[WORK TO COMPLETE] Please pull out each line in the rows below that contains the word "draw", and copy those lines in full.

+++++

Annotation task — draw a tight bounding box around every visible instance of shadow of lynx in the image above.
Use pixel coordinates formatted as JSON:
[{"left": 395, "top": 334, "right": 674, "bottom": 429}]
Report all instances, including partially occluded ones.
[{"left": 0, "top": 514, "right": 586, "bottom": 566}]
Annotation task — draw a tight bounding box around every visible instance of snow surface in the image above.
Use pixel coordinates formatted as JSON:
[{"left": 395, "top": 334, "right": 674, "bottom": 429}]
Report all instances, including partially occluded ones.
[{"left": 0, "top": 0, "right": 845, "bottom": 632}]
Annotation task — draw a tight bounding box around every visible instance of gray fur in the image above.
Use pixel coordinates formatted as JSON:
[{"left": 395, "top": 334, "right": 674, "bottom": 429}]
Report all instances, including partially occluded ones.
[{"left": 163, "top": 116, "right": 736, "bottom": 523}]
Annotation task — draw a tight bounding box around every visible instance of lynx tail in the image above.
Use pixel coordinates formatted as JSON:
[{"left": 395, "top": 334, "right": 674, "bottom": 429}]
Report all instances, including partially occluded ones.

+++++

[WORKED SOLUTION]
Annotation task — draw a tight bounding box around every visible instance of shadow of lynx in the image above.
Annotation task — draw a tight bounding box around every visible instance of snow surface in the image above.
Annotation task — draw a tight bounding box around every visible instance of gray fur in the image above.
Annotation task — draw a tight bounding box around every visible instance of lynx tail in the image above.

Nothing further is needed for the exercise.